### Extracted text
# # # # #

2.2.3. Project Cases and Conclusion

Currently, when NPPs are faced with the invasion of marine organisms, they generally respond by installing additional fouling nets and adopting manual salvage methods. Manual salvage has a limited capacity and is susceptible to bad weather. Two intake blockage incidents in 2016 and 2017 inhibited the carrying out of manual salvage due to bad weather, and the intake blockage incident at a NPP in the southeast on 7 August 2015 also prevented manual salvage operations at sea due to a typhoon, which put greater pressure on the intake interceptor nets and the CFI system.
Therefore, the development of weather-independent equipment for marine salvage, such as pollution removal robots, instead of manual salvage, can greatly enhance the efficiency of salvage. At the same time, these can still be put into operation in bad weather, which can effectively reduce the risk of NPPs intake blockage in bad weather.

2.3. Suction Technology

The high-speed rotating impeller of the traditional vane pump in operation is likely to cause fish damage or even death [38,39,40,41], which is not conducive to fish welfare and ecosystem stability.
In order to improve the survival rate of fish after flowing through the flow channel of the pumping station and reduce the impact of NPP construction on the marine ecological environment, experts and scholars have improved the survival rate of fish by optimizing design and other measures. Figure 1 shows the main measures to improve the survival rate of fish after flowing through the flow channel of the pumping station.

2.3.1. Impeller Design and Performance Optimization

(1)
Reducing the number of leaves: Pan [42,43,46,47] found that when the number of blades was reduced by half, the head was reduced by almost 40%. The head of the pump was reduced by three quarters when the speed was reduced by half. It is found that changing the number of blades has a relatively small effect on the head, which reduces the probability of blade leading-edge impact [48,49,50].
(2)
The shape of the leading edge of the blade: Pan Qiang [42,43,46,47] bent the leading edge of the blade to form an impact angle of less than 90°. It was found that the impact velocity at the hub was reduced by about 30% and the impact velocity at the rim was reduced by almost 60%.
(3)
Increasing the blade chord length: Pan Qiang [42,43,46,47] gradually increased the ratio of blade chord length from 1.4 at the hub to 1.7 at the rim.
(4)
The shape of the leading edge: Pan [42,43,46,47] found that when the leading edge collides with the fish body, the impact velocity of 4.8 m/s can guarantee the 100% survival rate of the fish by using the cross-sectional shape of the leading edge of the semicircular blade with large thickness. Yang [51] invented a fish-friendly axial-flow vane pump, and found that it can greatly reduce the probability of collision and friction between fish and the axial-flow vane pump. It can also improve the hydraulic performance and cavitation performance of the axial-flow pump, as well as improving its manufacturing accuracy and mobility.

# # # # #

### Given data

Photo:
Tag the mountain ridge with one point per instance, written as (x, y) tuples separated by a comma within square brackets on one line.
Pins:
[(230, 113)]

# # # # #

### Stated exercise 1
According to the excerpt, why should weather-independent equipment such as pollution removal robots replace manual salvage? Answer in one to three sentences.
### Stated exercise 2
Return the stretch of the excerpt from "2.3. Suction Technology" through "and ecosystem stability.".

### Full solution 1
Manual salvage has limited capacity and is susceptible to bad weather. Bad weather and a typhoon prevented it during several intake blockage incidents. Weather-independent equipment can still operate in bad weather, so it can greatly enhance salvage efficiency and effectively reduce the risk of intake blockage.

### Full solution 2
2.3. Suction Technology

The high-speed rotating impeller of the traditional vane pump in operation is likely to cause fish damage or even death [38,39,40,41], which is not conducive to fish welfare and ecosystem stability.